Entries from a dataset:
[Begin]

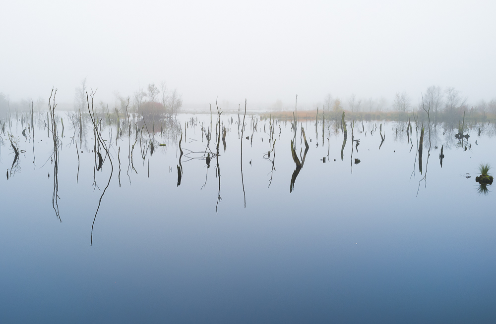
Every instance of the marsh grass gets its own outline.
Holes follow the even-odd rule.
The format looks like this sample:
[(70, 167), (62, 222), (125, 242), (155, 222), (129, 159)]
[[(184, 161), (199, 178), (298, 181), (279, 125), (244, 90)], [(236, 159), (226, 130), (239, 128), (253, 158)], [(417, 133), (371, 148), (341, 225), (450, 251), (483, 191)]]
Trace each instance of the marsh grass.
[(483, 163), (481, 163), (481, 165), (479, 166), (479, 170), (480, 171), (481, 175), (490, 175), (489, 172), (491, 168), (491, 165), (489, 163), (486, 163), (486, 164)]

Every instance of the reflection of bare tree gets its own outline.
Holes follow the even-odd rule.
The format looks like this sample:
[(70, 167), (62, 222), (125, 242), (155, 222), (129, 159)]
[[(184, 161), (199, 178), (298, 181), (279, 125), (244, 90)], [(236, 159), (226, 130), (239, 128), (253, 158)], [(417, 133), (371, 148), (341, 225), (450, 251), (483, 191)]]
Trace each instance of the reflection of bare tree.
[[(55, 96), (57, 94), (57, 90), (52, 89), (50, 97), (48, 99), (48, 108), (50, 116), (50, 122), (52, 126), (52, 139), (54, 141), (54, 152), (52, 156), (54, 159), (54, 193), (52, 197), (52, 205), (55, 211), (55, 215), (57, 218), (62, 222), (60, 214), (59, 213), (59, 147), (61, 145), (60, 139), (59, 138), (59, 133), (57, 130), (57, 122), (55, 119)], [(53, 99), (52, 97), (53, 95)]]
[[(247, 115), (247, 100), (245, 100), (245, 114), (243, 115), (243, 124), (241, 128), (241, 153), (240, 159), (241, 160), (241, 185), (243, 187), (243, 198), (245, 200), (245, 208), (247, 208), (247, 196), (245, 192), (245, 182), (243, 181), (243, 135), (245, 132), (245, 118)], [(240, 119), (240, 114), (238, 113), (238, 119)], [(239, 124), (238, 125), (238, 133), (239, 134)], [(270, 185), (270, 184), (269, 185)]]
[[(215, 159), (217, 162), (217, 177), (219, 178), (219, 192), (218, 196), (217, 196), (217, 202), (215, 205), (215, 212), (217, 213), (217, 207), (219, 206), (219, 202), (222, 200), (222, 198), (220, 197), (220, 167), (219, 166), (219, 145), (220, 144), (220, 115), (222, 112), (219, 109), (219, 106), (217, 104), (217, 100), (215, 101), (215, 106), (217, 106), (217, 114), (218, 115), (218, 121), (216, 123), (215, 125), (215, 133), (217, 135), (217, 150), (215, 157)], [(218, 126), (218, 131), (217, 131), (217, 126)]]
[[(13, 135), (8, 133), (8, 139), (10, 141), (10, 146), (14, 151), (14, 161), (12, 162), (12, 166), (10, 166), (10, 176), (12, 176), (21, 169), (21, 167), (19, 165), (19, 149), (17, 148), (17, 142), (18, 140), (14, 137)], [(8, 180), (9, 173), (7, 171), (7, 180)]]
[[(346, 122), (344, 120), (344, 110), (343, 110), (342, 123), (343, 132), (344, 135), (343, 137), (343, 145), (341, 146), (341, 161), (343, 160), (343, 158), (344, 157), (343, 151), (344, 150), (344, 147), (346, 145), (346, 138), (348, 137), (348, 132), (346, 131)], [(336, 131), (337, 130), (336, 129)]]
[[(305, 136), (305, 131), (303, 129), (303, 126), (302, 126), (302, 135), (303, 136), (303, 139), (305, 141), (305, 152), (303, 154), (303, 158), (302, 159), (301, 162), (300, 162), (298, 156), (296, 154), (294, 142), (291, 141), (291, 155), (293, 156), (293, 161), (294, 161), (295, 163), (296, 164), (296, 167), (295, 168), (295, 171), (293, 171), (293, 175), (291, 176), (291, 183), (289, 187), (290, 193), (292, 192), (295, 188), (295, 181), (296, 181), (296, 177), (298, 176), (300, 171), (301, 170), (302, 168), (303, 167), (304, 164), (305, 164), (305, 158), (307, 157), (307, 153), (309, 151), (309, 144), (307, 142), (307, 137)], [(301, 152), (300, 152), (301, 155)]]
[[(269, 173), (270, 173), (270, 180), (269, 180), (269, 186), (268, 186), (268, 187), (267, 187), (267, 188), (270, 187), (270, 185), (272, 183), (272, 176), (274, 175), (274, 171), (276, 170), (276, 167), (275, 167), (275, 161), (276, 161), (275, 145), (276, 145), (276, 140), (273, 140), (273, 141), (272, 142), (272, 149), (270, 151), (269, 151), (269, 152), (268, 152), (267, 153), (266, 153), (265, 154), (264, 154), (263, 155), (263, 158), (265, 160), (269, 161), (269, 162), (271, 162), (272, 163), (272, 168), (270, 169), (270, 172), (269, 172)], [(270, 153), (271, 152), (272, 152), (272, 160), (270, 160)]]
[[(427, 109), (426, 109), (425, 105), (424, 105), (424, 100), (423, 97), (422, 98), (422, 109), (427, 113), (427, 120), (428, 120), (428, 126), (429, 129), (429, 148), (427, 150), (427, 161), (426, 162), (426, 173), (424, 175), (424, 177), (420, 179), (419, 181), (419, 188), (417, 190), (417, 195), (419, 195), (419, 190), (420, 189), (420, 183), (424, 180), (425, 182), (425, 187), (427, 186), (427, 167), (429, 164), (429, 157), (431, 156), (431, 148), (432, 146), (431, 142), (431, 102), (429, 102), (429, 106)], [(435, 110), (435, 112), (437, 113), (437, 111)], [(422, 173), (422, 144), (423, 142), (424, 137), (424, 127), (422, 127), (422, 130), (420, 134), (420, 148), (419, 149), (419, 167), (420, 168), (420, 173)]]
[[(107, 191), (107, 188), (109, 187), (109, 185), (110, 184), (110, 180), (112, 178), (112, 174), (114, 173), (114, 164), (112, 163), (112, 159), (110, 157), (110, 155), (109, 153), (109, 149), (107, 147), (107, 145), (105, 144), (105, 141), (102, 138), (101, 134), (101, 130), (99, 130), (98, 124), (99, 122), (98, 120), (96, 118), (96, 116), (95, 114), (95, 110), (93, 108), (93, 99), (95, 96), (95, 93), (92, 92), (91, 94), (91, 109), (90, 109), (89, 100), (88, 98), (88, 93), (86, 93), (86, 100), (88, 103), (88, 111), (89, 113), (90, 118), (91, 119), (91, 122), (93, 125), (93, 130), (95, 134), (95, 138), (98, 141), (99, 145), (101, 145), (102, 147), (103, 148), (104, 150), (105, 151), (105, 158), (109, 158), (109, 161), (110, 162), (111, 166), (111, 171), (110, 171), (110, 176), (109, 177), (109, 181), (107, 183), (107, 186), (103, 190), (103, 192), (102, 193), (102, 195), (100, 197), (100, 200), (98, 201), (98, 207), (97, 207), (96, 212), (95, 213), (95, 217), (93, 218), (93, 224), (91, 225), (91, 240), (90, 243), (90, 246), (93, 245), (93, 227), (95, 226), (95, 221), (96, 220), (96, 216), (98, 214), (98, 210), (100, 209), (100, 205), (102, 203), (102, 198), (103, 198), (103, 195), (105, 194), (105, 192)], [(102, 162), (103, 163), (103, 162)], [(100, 166), (101, 167), (101, 166)]]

[End]

_TO BE DONE_
Pull out every line of the entries above that contains the word "bare". Copy each such line in full.

_TASK ANSWER_
Every instance of the reflection of bare tree gets its own outline.
Trace each instance of the reflection of bare tree.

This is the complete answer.